• Direction:
Shift every coordinate in the rows between the lines holding "Query: white boat" and "(1015, 597)", inclusive, by adding 51 to each number. Give all of those lines again, keeping every line in place and changing only the coordinates.
········
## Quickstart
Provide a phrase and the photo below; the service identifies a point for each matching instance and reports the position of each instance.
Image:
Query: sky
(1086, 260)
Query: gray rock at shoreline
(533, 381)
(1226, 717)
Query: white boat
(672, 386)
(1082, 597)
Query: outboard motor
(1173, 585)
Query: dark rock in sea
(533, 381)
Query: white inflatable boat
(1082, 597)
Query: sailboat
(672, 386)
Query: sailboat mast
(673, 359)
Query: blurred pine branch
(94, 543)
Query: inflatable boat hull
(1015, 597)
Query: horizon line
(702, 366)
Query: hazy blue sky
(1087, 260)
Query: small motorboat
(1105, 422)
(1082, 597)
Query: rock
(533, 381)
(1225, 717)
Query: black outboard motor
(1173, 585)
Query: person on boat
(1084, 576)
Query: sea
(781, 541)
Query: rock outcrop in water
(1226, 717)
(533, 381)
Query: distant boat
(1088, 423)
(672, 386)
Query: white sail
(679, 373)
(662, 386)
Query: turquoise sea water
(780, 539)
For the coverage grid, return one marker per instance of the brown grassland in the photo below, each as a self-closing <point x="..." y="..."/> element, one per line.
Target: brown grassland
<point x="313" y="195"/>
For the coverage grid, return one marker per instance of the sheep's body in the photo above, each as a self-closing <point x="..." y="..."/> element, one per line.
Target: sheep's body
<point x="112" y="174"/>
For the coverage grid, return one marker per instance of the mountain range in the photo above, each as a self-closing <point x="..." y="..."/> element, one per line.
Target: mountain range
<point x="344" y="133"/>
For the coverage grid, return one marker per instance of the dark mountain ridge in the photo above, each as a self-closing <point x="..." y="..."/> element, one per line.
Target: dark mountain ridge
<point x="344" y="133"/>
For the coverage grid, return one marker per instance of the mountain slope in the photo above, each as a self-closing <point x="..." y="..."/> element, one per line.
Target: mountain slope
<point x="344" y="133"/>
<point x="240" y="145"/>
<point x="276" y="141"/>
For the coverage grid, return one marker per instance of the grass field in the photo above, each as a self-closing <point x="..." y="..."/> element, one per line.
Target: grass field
········
• Solution to this exercise:
Query: white boat
(723, 437)
(1133, 648)
Query: outboard motor
(1224, 636)
Query: dark rock in sea
(584, 432)
Query: white inflatable boat
(1133, 648)
Query: sailboat
(723, 437)
Query: sailboat mast
(724, 410)
Query: blurred pine branch
(145, 594)
Query: inflatable boat hull
(1066, 648)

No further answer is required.